[Data records]
◆ ◆ ◆
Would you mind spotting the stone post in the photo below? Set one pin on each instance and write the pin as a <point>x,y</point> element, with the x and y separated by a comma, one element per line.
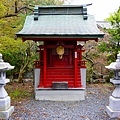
<point>113,109</point>
<point>5,107</point>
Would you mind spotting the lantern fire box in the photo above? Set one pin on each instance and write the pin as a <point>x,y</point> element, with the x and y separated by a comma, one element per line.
<point>60,73</point>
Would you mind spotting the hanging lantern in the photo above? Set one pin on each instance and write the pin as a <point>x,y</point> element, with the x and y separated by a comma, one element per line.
<point>60,51</point>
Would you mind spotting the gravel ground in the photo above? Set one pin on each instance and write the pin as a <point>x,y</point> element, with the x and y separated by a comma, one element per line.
<point>93,108</point>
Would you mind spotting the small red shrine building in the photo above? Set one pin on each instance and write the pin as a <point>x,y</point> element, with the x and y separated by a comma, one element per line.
<point>60,73</point>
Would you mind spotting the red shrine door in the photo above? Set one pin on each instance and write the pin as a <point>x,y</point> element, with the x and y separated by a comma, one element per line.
<point>56,69</point>
<point>53,59</point>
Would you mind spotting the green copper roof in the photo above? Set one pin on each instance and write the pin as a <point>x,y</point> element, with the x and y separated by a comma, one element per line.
<point>67,25</point>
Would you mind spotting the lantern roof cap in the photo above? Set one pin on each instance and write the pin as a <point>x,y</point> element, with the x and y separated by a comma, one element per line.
<point>115,65</point>
<point>5,65</point>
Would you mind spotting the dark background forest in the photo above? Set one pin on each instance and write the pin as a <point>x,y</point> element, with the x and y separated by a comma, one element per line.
<point>23,54</point>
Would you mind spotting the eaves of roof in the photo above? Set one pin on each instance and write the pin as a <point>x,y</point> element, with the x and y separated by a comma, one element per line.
<point>60,26</point>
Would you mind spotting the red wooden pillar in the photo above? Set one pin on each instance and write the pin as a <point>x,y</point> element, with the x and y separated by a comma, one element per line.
<point>75,69</point>
<point>44,67</point>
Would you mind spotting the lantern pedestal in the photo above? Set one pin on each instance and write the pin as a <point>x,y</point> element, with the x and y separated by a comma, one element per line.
<point>113,109</point>
<point>5,107</point>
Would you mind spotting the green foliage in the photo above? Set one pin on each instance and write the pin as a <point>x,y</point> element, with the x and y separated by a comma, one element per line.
<point>112,46</point>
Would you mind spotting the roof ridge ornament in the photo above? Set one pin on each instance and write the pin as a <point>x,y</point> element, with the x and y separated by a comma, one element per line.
<point>85,16</point>
<point>36,12</point>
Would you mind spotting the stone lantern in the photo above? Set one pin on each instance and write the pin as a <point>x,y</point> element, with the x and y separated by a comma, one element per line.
<point>113,109</point>
<point>5,107</point>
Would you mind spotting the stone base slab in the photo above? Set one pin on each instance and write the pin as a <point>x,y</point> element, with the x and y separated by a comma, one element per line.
<point>114,103</point>
<point>6,114</point>
<point>60,95</point>
<point>112,113</point>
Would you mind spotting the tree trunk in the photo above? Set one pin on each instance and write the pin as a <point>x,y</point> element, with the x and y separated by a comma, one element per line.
<point>20,77</point>
<point>16,10</point>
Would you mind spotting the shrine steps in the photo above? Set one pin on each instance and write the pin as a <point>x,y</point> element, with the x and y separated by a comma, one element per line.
<point>59,75</point>
<point>68,94</point>
<point>60,94</point>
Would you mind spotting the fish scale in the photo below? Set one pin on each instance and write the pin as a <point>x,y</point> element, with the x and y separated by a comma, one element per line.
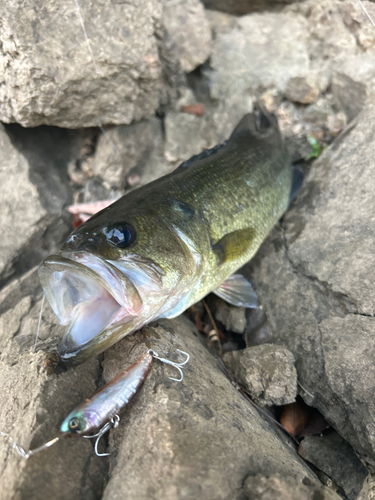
◆ ◆ ◆
◆ **What needs to be done**: What is needed is an exact repeat of every entry above, with the pictures left out.

◆ **Response area**:
Would you mind spotting the stone post in the photo below? Set one pin on each instance and write the pin as a <point>x,y</point> element, with the x and y separated by a comma, one element per line.
<point>113,109</point>
<point>5,107</point>
Would you mind spotting the lantern fire box in the photo above? Set one pin on each instance and write the pin as a <point>x,y</point> element, with the x and y separated by a comma, one element per line.
<point>60,73</point>
Would you mind spotting the hanging lantern in the photo above? Set one pin on each instance and write the pin as a <point>x,y</point> element, with the x and y separated by a comma, one element per line.
<point>60,51</point>
Would you mind spotting the gravel ground in the photo above? Set one pin on each instance and write the pin as a <point>x,y</point> element, with the x and y separated by a comma, one element per line.
<point>93,108</point>
Would you mind spotting the small red shrine building in the photo above? Set one pin on each instance and write the pin as a <point>x,y</point> element, with the x and y separated by a comma, one element per line.
<point>60,73</point>
Would you mind spotting the red shrine door in the photo above? Set one pin on each instance and write the pin as a <point>x,y</point> element, with the x and y separated by a comma, one element per line.
<point>56,69</point>
<point>53,59</point>
Would you mind spotting the green copper roof in the photo above? Set one pin on each instance and write the pin as a <point>x,y</point> element, with the x and y separated by a comma, one element per line.
<point>67,25</point>
Would you mind spotting the lantern roof cap in the photo above? Set one pin on each instance and write the pin as a <point>x,y</point> element, with the x and y separated by a comma, one element per line.
<point>115,65</point>
<point>5,65</point>
Would you mind spotting the dark background forest in the photo above? Set one pin on each instance and write the pin as a <point>x,y</point> element, with the x and y separated by a comma, one element per line.
<point>23,54</point>
Would you mind spotting the eaves of roof in the photo above? Set one pin on each instance and write the pin as a <point>x,y</point> element, with the x and y separated by a comma, one element per line.
<point>60,26</point>
Would you mind spotting the red wooden pillar in the photo above? Set one pin on each instance and write the pin as a <point>x,y</point> element, with the x and y separated by a comma, one element per line.
<point>75,69</point>
<point>44,67</point>
Would you mind spotting the lantern pedestal in the photo above? Set one pin on each instance and write the pin as a <point>x,y</point> element, with the x and y separated by a comma, one element per line.
<point>113,109</point>
<point>5,107</point>
Would you mind spotting the green foliage in the photo above? Set one pin on each instance and write the pin as a <point>x,y</point> element, with the x and y separated by a comma, one element per line.
<point>112,46</point>
Would you mind spotting the roof ridge ornament in the photo above? Set one pin on each instance and write the pin as a <point>x,y</point> element, with the x and y separated by a comma, one element per line.
<point>85,16</point>
<point>36,12</point>
Would you mind spotting the stone lantern in the photo above? Set one pin on each instance and write the pin as a <point>x,y</point> element, with the x and y separated by a comma, one element per line.
<point>113,109</point>
<point>5,107</point>
Would you mind spotting the stone base slab in the photo above? Set one pin on each instance and write the pin as a <point>x,y</point> element, with the x and y separated by a comma, one element per line.
<point>114,103</point>
<point>6,114</point>
<point>60,95</point>
<point>112,113</point>
Would you mind spotting the tree trunk in the photo above? Set one pin on each instance and write the pin as a <point>x,y</point> element, with the x and y separated by a comma, one element per line.
<point>20,77</point>
<point>16,10</point>
Would you mind spotting the shrine steps in the photo above? Set one pin on each instance and write the pin as a <point>x,y</point> element, with the x and y separated by a comma, one element per line.
<point>59,75</point>
<point>68,94</point>
<point>60,94</point>
Would you mind spotting the fish scale in the photo below? Set one pin on each instance and write the pin as a <point>x,y</point> element, with the x and y separated by a comma, one element per line.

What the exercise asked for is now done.